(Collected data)
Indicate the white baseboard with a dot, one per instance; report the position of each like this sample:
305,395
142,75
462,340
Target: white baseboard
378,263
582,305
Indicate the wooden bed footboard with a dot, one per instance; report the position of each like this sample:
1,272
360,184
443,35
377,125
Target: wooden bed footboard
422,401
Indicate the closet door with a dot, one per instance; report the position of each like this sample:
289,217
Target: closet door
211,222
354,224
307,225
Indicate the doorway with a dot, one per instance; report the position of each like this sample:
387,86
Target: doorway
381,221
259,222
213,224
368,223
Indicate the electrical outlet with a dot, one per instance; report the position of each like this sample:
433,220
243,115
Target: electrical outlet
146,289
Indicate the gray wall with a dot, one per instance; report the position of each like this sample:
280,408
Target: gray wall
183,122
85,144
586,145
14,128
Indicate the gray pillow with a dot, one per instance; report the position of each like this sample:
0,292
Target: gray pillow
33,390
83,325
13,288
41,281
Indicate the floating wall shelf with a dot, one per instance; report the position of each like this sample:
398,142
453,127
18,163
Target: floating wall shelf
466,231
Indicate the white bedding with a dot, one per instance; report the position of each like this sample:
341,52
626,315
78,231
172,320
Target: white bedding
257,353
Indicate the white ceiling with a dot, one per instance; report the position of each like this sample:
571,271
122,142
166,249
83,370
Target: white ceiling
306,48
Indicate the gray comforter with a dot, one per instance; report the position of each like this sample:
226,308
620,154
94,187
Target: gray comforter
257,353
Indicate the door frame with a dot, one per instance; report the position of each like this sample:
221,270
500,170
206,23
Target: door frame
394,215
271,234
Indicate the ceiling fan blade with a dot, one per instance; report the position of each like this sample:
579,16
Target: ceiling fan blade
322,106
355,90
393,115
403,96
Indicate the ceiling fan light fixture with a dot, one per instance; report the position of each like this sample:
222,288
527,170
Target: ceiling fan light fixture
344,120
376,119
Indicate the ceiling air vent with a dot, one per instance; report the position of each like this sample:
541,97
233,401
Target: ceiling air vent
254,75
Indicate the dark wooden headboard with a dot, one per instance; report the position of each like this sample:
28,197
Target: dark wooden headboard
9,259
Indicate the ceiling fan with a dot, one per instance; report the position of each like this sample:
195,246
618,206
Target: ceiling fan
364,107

■ PROBLEM STATEMENT
Present every line of the material above as a numbered list, leaving out any blank lines.

■ REPLY
1. Indicate the white baseboard with a dot, one per instance; report the position of each like this sample:
2. 305,395
3. 142,75
4. 462,340
5. Target: white baseboard
6. 378,263
7. 582,305
8. Indicate the wooden bed footboard with a dot, one per instance; report the position of each like this sample:
9. 1,272
10. 360,184
11. 443,35
12. 377,125
13. Target: wooden bed footboard
14. 422,401
15. Indicate the closet door with a dot, one per instance; report the position of each like this sample:
16. 289,217
17. Target: closet door
18. 211,222
19. 354,224
20. 307,225
21. Indicate the doorway with a dot, one per instance; report the position of each like this sample:
22. 387,86
23. Target: doorway
24. 381,221
25. 259,222
26. 213,224
27. 368,223
28. Indicate the electrical outlet with a dot, one per instance; report the position of each like this sample:
29. 433,220
30. 243,115
31. Target: electrical outlet
32. 146,289
33. Indicate the gray wall with a dot, one per instance; report the position of each like this sample:
34. 280,408
35. Target: gray wall
36. 183,122
37. 85,144
38. 586,145
39. 14,128
40. Indicate the gray pillow with a dot, one per instance; report the position of each like this sample:
41. 0,292
42. Target: gray pillow
43. 33,390
44. 83,325
45. 13,288
46. 41,281
47. Indicate the floating wall shelf with a dot, one per instance; report the position of each like this sample:
48. 398,142
49. 453,127
50. 18,163
51. Target: floating wall shelf
52. 466,231
53. Indicate the white bedding with a dot, one per instance; report the position of each like this sample:
54. 341,52
55. 626,315
56. 78,231
57. 172,320
58. Target: white bedding
59. 257,353
60. Indicate the white ceiling with a dot, one per instance; report the position of each like this sample:
61. 571,271
62. 122,142
63. 166,249
64. 83,370
65. Target: white ceiling
66. 306,48
67. Indicate the gray comforter with a dot, one per instance; report the position of each like this sample:
68. 226,308
69. 620,154
70. 94,187
71. Target: gray comforter
72. 257,353
73. Indicate the door frame with a dot, one per instance; report the position of each like this sample:
74. 221,270
75. 500,170
76. 206,23
77. Target: door frame
78. 394,215
79. 271,234
80. Indicate the ceiling fan blade with a dot, one per instance; report the position of each like this sample:
81. 579,16
82. Target: ceiling fan blade
83. 322,106
84. 355,90
85. 393,115
86. 403,96
87. Indicate the ceiling fan light fixture with a dot, one per instance; report the position of each like this sample:
88. 222,288
89. 527,170
90. Target: ceiling fan light fixture
91. 344,120
92. 376,119
93. Indicate the ceiling air vent with a dot, one per instance; report the position of each like this sample:
94. 541,97
95. 233,401
96. Target: ceiling air vent
97. 254,75
98. Indicate the dark wooden headboard with a dot, one per instance; report the position of each like this sample:
99. 28,197
100. Target: dark wooden headboard
101. 9,259
102. Indicate the ceiling fan with a dot, one per instance; report the position of each like this sample:
103. 195,246
104. 618,206
105. Target: ceiling fan
106. 364,107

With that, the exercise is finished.